● EXERCISE BRIEF
In the entries below, find each line with the word "fence" and pull it out.

#### DATA EXCERPTS

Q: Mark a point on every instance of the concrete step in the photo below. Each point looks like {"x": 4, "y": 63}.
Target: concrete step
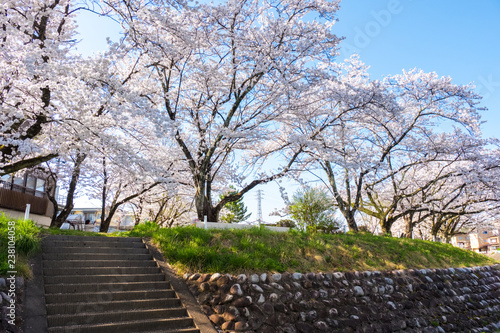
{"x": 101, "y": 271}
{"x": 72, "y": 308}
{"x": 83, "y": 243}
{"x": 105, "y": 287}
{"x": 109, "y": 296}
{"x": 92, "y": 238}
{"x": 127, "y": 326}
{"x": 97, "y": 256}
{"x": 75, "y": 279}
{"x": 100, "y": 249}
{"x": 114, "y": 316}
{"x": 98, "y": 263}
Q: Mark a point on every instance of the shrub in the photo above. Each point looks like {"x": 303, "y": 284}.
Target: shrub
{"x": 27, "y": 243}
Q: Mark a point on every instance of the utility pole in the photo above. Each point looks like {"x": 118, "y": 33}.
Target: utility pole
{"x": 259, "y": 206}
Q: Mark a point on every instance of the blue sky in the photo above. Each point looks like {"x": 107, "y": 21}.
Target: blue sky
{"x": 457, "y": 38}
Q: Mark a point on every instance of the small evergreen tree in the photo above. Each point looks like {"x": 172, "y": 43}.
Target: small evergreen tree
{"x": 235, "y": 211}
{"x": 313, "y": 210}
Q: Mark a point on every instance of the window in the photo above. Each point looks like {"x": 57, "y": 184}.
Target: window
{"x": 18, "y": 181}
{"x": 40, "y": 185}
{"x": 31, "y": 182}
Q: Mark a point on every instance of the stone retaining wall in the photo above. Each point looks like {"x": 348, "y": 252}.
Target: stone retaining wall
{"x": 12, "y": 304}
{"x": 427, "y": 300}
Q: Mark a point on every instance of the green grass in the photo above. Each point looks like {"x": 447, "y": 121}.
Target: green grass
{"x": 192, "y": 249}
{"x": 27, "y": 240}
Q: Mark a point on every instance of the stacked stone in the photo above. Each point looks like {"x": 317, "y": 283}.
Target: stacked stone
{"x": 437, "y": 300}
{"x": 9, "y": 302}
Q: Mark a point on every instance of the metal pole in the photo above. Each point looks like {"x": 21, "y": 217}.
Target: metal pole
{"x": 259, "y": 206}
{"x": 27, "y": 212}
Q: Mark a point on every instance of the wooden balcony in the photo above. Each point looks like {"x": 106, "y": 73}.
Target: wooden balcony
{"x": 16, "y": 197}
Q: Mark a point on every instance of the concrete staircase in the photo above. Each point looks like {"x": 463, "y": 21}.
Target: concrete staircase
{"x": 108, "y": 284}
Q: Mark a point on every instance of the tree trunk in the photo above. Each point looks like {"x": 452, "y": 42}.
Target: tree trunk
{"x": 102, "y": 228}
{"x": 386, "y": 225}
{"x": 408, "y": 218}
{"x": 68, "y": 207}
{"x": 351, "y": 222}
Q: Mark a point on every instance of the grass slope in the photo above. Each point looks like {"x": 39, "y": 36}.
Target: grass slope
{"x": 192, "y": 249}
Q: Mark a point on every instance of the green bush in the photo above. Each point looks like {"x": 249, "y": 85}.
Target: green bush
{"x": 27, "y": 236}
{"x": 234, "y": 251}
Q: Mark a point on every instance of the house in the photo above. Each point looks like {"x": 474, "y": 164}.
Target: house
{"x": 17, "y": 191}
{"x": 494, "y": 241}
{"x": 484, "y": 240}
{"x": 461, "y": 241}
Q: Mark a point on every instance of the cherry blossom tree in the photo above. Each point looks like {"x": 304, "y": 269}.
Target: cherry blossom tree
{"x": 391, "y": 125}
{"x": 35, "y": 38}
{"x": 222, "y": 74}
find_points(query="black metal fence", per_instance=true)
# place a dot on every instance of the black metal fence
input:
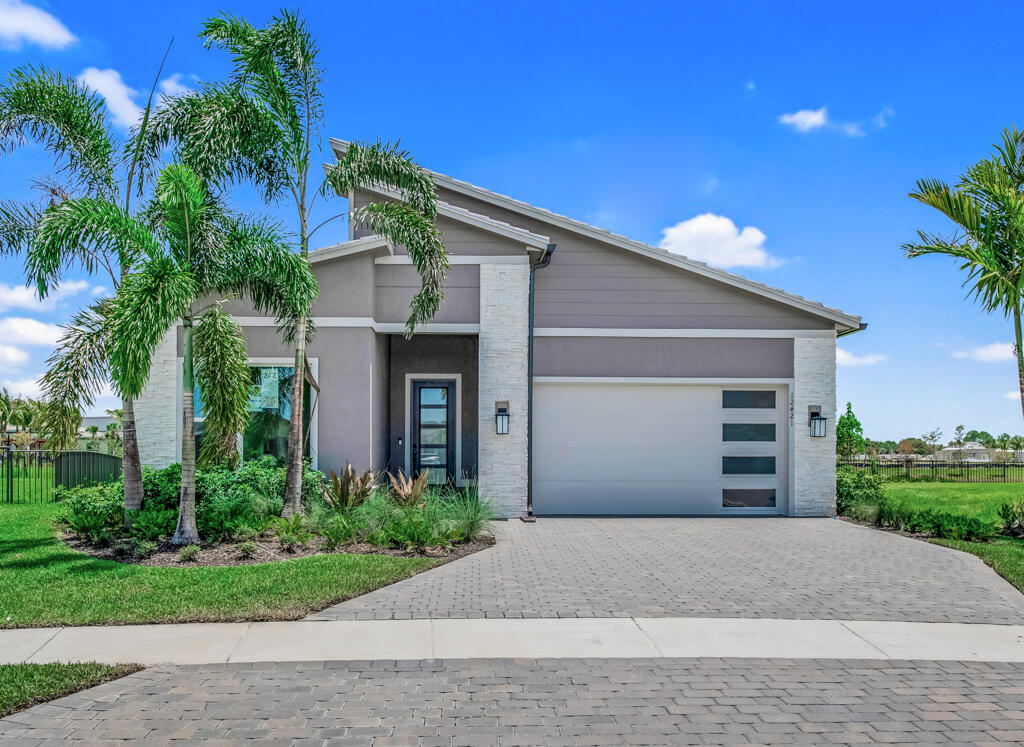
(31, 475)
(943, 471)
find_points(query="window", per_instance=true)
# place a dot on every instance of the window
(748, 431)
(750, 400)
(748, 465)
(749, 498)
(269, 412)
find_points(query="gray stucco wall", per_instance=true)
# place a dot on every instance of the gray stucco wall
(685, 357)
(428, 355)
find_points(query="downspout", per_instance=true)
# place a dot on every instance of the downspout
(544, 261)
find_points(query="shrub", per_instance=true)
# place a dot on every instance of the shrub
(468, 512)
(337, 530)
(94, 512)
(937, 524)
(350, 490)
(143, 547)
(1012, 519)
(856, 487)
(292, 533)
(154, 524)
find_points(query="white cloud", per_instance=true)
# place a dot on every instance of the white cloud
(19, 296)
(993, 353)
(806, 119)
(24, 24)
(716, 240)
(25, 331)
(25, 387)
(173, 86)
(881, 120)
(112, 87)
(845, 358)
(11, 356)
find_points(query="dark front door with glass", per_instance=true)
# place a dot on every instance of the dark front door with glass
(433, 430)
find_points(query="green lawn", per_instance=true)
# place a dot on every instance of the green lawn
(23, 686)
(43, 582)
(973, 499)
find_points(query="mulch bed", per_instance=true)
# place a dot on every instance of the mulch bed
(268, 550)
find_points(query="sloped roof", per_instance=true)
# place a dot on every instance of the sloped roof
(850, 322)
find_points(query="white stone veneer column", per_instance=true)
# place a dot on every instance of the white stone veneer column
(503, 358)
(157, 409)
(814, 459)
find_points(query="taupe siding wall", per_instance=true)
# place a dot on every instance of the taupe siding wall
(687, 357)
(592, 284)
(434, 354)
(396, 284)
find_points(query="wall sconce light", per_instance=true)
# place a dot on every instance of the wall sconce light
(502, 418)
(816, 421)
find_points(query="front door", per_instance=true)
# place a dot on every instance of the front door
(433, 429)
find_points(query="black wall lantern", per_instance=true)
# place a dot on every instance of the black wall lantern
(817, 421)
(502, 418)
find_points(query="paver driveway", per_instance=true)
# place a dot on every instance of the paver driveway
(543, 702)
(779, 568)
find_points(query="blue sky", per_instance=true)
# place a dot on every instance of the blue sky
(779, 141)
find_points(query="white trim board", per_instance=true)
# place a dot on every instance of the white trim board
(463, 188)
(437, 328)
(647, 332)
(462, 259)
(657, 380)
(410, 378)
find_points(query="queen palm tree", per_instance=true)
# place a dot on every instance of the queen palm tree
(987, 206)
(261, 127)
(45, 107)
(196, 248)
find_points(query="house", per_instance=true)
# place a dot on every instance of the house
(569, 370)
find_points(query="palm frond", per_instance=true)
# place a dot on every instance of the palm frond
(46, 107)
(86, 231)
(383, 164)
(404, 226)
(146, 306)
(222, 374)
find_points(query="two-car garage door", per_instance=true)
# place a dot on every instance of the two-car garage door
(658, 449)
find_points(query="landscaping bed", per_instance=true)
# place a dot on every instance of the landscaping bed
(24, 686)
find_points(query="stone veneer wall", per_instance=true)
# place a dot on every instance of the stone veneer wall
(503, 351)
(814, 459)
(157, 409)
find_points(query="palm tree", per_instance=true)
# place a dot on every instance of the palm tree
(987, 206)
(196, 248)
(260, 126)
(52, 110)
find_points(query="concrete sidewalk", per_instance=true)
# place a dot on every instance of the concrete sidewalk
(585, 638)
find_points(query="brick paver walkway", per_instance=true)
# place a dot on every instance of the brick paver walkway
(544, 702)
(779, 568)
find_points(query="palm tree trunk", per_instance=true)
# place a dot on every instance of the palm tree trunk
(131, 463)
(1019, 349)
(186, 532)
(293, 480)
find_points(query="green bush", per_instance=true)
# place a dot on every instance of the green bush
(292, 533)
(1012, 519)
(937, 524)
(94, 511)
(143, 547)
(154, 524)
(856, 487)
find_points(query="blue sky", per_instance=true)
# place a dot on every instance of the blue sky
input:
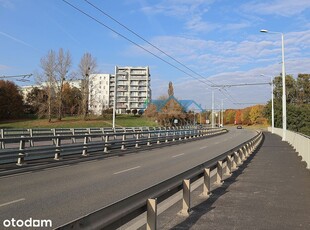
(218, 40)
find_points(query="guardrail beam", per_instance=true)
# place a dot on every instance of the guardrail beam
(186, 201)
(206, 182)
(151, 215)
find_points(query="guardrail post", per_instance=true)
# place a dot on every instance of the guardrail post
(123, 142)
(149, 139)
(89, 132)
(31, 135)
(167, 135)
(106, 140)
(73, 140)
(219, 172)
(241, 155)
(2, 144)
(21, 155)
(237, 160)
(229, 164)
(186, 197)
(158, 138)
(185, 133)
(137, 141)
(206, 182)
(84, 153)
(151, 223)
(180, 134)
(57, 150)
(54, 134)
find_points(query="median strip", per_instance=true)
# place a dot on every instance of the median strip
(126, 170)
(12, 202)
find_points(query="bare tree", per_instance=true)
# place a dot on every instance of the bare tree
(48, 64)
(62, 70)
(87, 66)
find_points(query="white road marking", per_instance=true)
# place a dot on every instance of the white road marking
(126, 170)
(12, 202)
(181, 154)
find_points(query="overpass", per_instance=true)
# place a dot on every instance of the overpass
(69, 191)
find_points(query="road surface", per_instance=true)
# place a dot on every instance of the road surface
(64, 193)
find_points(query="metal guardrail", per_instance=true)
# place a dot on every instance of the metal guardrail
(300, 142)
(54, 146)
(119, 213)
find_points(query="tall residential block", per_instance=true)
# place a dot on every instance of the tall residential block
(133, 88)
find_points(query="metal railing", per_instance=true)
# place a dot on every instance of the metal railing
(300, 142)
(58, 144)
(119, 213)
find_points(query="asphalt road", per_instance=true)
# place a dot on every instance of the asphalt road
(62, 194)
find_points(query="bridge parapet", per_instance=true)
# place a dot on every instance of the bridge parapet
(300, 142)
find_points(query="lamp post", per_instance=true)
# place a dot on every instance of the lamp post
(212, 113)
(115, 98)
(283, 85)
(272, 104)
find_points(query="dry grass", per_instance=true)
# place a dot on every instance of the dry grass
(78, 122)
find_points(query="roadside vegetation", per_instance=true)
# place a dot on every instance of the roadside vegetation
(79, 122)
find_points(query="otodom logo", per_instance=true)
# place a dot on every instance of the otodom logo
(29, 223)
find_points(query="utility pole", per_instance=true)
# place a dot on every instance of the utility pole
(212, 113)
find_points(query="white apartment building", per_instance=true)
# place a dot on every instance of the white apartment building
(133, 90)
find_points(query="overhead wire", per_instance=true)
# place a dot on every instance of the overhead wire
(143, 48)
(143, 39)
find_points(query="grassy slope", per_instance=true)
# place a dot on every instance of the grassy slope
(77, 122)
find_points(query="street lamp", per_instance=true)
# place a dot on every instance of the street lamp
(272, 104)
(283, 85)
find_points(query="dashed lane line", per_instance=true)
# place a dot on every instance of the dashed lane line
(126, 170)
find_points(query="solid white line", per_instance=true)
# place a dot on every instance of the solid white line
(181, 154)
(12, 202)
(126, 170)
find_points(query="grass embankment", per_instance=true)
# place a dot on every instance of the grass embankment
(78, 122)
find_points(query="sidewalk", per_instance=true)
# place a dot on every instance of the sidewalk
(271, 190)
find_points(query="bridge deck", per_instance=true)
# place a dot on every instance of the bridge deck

########

● ANSWER TO THE EXERCISE
find_points(query="black metal fence", per_instance=true)
# place a dot on every instance of the black metal fence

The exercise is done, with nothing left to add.